▸ **What is needed**
Print the entries that appear below, exactly as written and without their pictures.

[Dataset records about object locations]
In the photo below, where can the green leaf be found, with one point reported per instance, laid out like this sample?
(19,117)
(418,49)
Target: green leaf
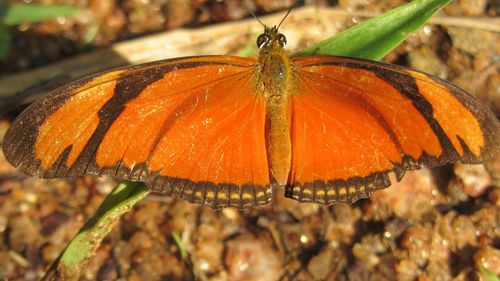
(19,13)
(5,40)
(376,37)
(72,261)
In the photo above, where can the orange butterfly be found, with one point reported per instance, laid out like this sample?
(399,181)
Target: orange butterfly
(223,130)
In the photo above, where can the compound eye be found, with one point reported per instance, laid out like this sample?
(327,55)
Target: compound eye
(281,40)
(263,40)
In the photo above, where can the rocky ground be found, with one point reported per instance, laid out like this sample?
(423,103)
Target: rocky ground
(436,224)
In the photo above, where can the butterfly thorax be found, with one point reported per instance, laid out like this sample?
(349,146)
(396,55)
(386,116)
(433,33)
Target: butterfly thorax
(275,82)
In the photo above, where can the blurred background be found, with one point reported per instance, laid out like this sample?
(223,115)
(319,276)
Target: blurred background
(436,224)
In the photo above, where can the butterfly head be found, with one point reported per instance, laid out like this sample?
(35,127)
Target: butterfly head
(271,39)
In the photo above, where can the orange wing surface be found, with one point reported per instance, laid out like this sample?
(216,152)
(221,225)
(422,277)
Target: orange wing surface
(354,121)
(192,128)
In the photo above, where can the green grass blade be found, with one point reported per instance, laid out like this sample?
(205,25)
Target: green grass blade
(376,37)
(5,40)
(72,261)
(19,13)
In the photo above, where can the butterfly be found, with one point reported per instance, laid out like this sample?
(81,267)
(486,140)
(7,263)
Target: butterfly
(224,130)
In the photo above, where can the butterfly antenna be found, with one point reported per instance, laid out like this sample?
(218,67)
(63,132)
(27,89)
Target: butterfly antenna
(255,16)
(287,13)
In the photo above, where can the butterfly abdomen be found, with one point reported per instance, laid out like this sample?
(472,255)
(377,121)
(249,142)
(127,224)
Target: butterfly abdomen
(275,80)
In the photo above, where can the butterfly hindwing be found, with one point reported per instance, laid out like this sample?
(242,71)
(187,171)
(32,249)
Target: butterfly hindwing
(184,126)
(354,121)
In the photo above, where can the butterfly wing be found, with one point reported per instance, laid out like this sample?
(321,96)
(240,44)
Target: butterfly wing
(355,121)
(184,126)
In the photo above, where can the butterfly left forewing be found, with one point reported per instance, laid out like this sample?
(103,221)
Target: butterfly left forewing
(354,121)
(185,126)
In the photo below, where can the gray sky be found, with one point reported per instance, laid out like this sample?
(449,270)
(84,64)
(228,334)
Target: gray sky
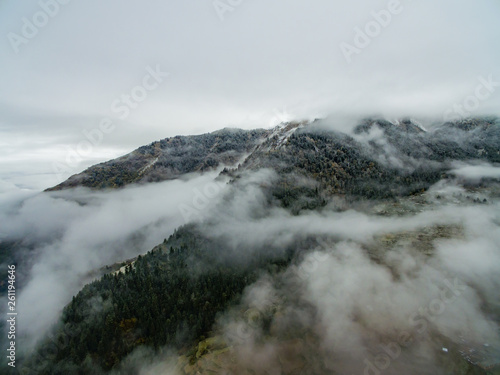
(251,64)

▸ **Solution for this task**
In the photo below, where can the green leaf be found, with one point reported per instance, laid out like this sample?
(19,117)
(418,49)
Target: green leaf
(19,13)
(5,40)
(376,37)
(72,261)
In the photo above, where can the orange butterfly be found, with one point reported per instance, laid out like this sample?
(399,181)
Target: orange butterfly
(223,130)
In the photo above, where can the compound eye be found, with one point reported per instance, laid out like this sample?
(327,55)
Target: compound eye
(281,40)
(263,40)
In the photo above, where can the rocky ground be found, with one point reported per instance, laid out like this sample?
(423,103)
Target: rocky ground
(436,224)
In the photo above, where can the butterfly thorax be found, with one point reported per instance, laid out like this sample?
(349,146)
(396,55)
(386,116)
(433,33)
Target: butterfly thorax
(275,82)
In the photo above, where can the blurred background be found, with one point reported per instance, laid out like this sample?
(223,115)
(319,276)
Target: blurred background
(436,224)
In the photo above, where can the butterfly head be found, with one point reported per instance, laid out like this sample?
(35,127)
Target: butterfly head
(271,39)
In the photo above, where can the orange wing surface be found, with one point reported per instance, laid out like this sample?
(216,152)
(221,225)
(422,277)
Target: orange wing surface
(354,121)
(192,128)
In the photo above, where can the green grass blade be found, with one point reported per instance, laid out like this sample?
(205,25)
Target: green grass blade
(376,37)
(5,40)
(72,261)
(19,13)
In the photo above, where can the butterfly be found, with one point reported per instance, laid out like this sample?
(81,267)
(486,140)
(7,263)
Target: butterfly
(224,130)
In the photo above, where can the butterfly antenna be found, with one point reported per instance, laid out like this sample?
(218,67)
(63,132)
(27,89)
Target: butterfly antenna
(255,16)
(287,13)
In the photo above, where can the butterfly abdomen be found, with one point reported per instance, laid out like this sample?
(472,255)
(377,121)
(249,142)
(127,224)
Target: butterfly abdomen
(275,80)
In the photo above, where can the butterfly hindwing be found, with one point reported per instance, laid out like this sample?
(242,71)
(187,171)
(32,249)
Target: butterfly hindwing
(184,126)
(354,121)
In the photo above, where can the butterfly wing be found, with one point reported per instance, laid out like this sample?
(321,96)
(240,44)
Target: butterfly wing
(355,121)
(184,126)
In the photo above, where can the butterfly left forewing be found, with one point reported per instance, laid out like this sample?
(103,221)
Target: butterfly left forewing
(354,121)
(185,126)
In the photo below, where can the gray sky be found, with one point reported per instance, laid out like this sample?
(449,270)
(84,64)
(228,334)
Target: gray sky
(251,64)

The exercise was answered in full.